- Estratto del documento
■ ■ ■ ■
Ho scoperto che i non vedenti non conoscono la monotonia perché ogni giorno per loro è una sfida, tutto può rivelarsi un ostacolo da superare nel quotidiano, loro sono abituati a superare sempre nuove sfide e nei tre giorni di regate a Castellamare del Golfo il senso della sfida non è venuto meno grazie anche alle novità tecniche e nuovi obiettivi introdotti dal Team Manager Pasotti”.
Ogni giorno infatti, al termine delle gare, il Team Manager riuniva i Velisti in un Briefing tecnico, dando loro strumenti, argomentazioni e nuove sfide ma anche enunciando ciò che era andato bene nel Team e contestando ciò che aveva reso fallimentare una squadra, insomma, lasciando loro qualcosa di cui parlare e su cui ragionare e aver sfogo in un secondo momento in mia presenza nel corso di animate discussioni tra le costituite squadre. I velisti erano quasi tutti in confidenza tra loro per avere partecipato a passate edizioni di Regate).
Con stupore posso asserire che la mia presenza di carattere meramente tecnico si è rivelata per lo più esperienziale ed emotiva.
 
L’importanza delle Parole:
Il primo giorno: Il primo dei tre giorni di Regate ha avuto inizio con la Conferenza Stampa mediata dall’ideatore dell’evento Cesare Pasotti tenutasi all’interno del bel Castello che si erge sul Golfo di Castellamare, alla presenza del Vice Sindaco che, in rappresentanza dell’Ente Comunale ha avallato il progetto ed accolto il gruppo con la nota ospitalità Siciliana.
Nel corso di tale incontro, il Team Manager ha introdotto la natura dell’evento e fornito spiegazioni circa il tipo di imbarcazioni su cui il gruppo di velisti non vedenti avrebbero dovuto lavorare dopo poche ore.
Nel primo pomeriggio ha avuto inizio la prima Regata e la sfida proposta alle squadre è stata veleggiare con imbarcazioni della lunghezza di 12 mt. circa il doppio dei natanti su cui i partecipanti erano abituati a destreggiarsi. Una volta a bordo, ho osservato come “ rubavano con le loro mani”, cercando di dare una forma e una dimensione a ciò che toccavano. Con le mani tastavano la barca nella sua lunghezza e nella sua interezza e dopo pochi minuti di esitazione mista a curiosità erano tutti predisposti a dar inizio al Match e pronti per la nuova avventura.
■ ■ ■ ■
- Dati di origine

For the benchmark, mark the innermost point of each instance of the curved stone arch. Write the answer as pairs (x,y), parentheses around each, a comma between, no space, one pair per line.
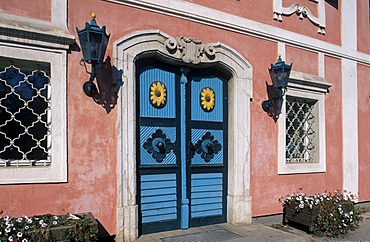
(156,43)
■ ■ ■ ■
- Consegna
Ricopia dall'estratto del documento il passo che va da "Ogni giorno infatti, al" fino a "edizioni di Regate)." compreso.

- Risposta
Ogni giorno infatti, al termine delle gare, il Team Manager riuniva i Velisti in un Briefing tecnico, dando loro strumenti, argomentazioni e nuove sfide ma anche enunciando ciò che era andato bene nel Team e contestando ciò che aveva reso fallimentare una squadra, insomma, lasciando loro qualcosa di cui parlare e su cui ragionare e aver sfogo in un secondo momento in mia presenza nel corso di animate discussioni tra le costituite squadre. I velisti erano quasi tutti in confidenza tra loro per avere partecipato a passate edizioni di Regate).